- [Aim of the exercise] Count up the lines below where the word "instance" shows up, and respond with the number alone.

- [Data under study]
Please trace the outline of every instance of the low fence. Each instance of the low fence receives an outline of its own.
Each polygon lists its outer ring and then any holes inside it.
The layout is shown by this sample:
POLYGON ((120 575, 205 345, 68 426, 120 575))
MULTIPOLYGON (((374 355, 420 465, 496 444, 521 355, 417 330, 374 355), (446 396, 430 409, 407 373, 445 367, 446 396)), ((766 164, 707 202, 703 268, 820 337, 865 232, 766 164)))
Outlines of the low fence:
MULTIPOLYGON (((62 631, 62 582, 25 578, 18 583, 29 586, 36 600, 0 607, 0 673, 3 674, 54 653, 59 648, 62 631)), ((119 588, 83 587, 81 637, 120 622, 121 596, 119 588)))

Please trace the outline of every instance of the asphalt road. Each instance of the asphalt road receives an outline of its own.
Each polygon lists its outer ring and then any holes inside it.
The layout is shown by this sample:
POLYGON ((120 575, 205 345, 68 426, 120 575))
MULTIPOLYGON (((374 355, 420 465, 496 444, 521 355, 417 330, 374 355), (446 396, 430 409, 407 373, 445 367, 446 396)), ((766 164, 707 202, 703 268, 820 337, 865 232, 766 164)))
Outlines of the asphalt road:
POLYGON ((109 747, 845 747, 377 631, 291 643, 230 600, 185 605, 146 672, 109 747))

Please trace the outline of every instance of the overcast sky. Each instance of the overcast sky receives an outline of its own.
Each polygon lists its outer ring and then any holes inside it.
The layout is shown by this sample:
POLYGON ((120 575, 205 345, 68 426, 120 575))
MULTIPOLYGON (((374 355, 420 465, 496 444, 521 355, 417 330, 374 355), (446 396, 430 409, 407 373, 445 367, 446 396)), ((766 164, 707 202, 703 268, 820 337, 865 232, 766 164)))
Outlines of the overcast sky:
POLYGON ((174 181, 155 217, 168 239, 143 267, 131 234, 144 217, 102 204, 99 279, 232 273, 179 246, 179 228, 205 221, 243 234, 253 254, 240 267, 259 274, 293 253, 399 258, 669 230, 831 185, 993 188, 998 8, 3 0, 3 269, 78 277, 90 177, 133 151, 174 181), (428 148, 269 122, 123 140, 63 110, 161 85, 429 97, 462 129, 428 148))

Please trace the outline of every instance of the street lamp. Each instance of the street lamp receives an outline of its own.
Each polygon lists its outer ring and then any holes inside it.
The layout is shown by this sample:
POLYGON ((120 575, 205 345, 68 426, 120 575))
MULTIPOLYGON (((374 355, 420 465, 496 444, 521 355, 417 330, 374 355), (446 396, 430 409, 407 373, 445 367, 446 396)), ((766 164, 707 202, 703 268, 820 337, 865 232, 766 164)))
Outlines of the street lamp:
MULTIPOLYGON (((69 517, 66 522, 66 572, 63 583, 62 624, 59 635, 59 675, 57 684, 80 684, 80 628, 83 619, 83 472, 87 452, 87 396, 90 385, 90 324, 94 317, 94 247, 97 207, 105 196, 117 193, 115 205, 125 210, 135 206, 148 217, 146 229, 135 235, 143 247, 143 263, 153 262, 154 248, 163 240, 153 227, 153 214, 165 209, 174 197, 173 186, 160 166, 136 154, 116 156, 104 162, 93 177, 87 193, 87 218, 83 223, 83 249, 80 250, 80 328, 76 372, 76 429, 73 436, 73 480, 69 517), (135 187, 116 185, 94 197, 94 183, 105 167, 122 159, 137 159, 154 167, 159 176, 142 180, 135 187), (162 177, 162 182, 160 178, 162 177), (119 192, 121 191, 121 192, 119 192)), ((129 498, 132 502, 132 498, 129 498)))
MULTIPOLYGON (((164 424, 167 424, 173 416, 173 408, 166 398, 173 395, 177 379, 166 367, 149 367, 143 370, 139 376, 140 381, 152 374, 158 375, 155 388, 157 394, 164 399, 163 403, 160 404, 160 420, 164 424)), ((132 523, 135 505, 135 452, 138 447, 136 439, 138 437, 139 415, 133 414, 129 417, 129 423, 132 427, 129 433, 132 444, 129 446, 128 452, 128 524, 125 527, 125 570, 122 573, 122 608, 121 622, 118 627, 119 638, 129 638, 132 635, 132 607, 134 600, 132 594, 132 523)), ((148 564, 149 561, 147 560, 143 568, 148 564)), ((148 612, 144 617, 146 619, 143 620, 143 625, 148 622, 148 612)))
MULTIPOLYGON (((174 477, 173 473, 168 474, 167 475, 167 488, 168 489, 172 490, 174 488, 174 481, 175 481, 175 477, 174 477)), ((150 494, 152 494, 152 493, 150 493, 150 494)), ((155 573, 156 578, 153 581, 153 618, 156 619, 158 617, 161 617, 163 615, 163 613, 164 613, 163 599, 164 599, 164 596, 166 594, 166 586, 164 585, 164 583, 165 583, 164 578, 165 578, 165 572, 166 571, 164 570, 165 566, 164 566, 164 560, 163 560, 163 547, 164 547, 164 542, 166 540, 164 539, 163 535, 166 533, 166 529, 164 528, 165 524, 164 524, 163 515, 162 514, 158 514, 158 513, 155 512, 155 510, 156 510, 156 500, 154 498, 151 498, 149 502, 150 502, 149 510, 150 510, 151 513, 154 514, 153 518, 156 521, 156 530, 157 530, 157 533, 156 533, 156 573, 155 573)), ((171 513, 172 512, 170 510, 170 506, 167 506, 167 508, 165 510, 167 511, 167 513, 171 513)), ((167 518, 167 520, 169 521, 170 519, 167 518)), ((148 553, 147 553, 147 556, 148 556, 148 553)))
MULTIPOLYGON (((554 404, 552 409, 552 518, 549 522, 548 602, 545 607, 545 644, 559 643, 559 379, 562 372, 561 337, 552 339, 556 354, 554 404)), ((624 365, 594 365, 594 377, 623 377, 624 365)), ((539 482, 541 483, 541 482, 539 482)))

- [Your response] 4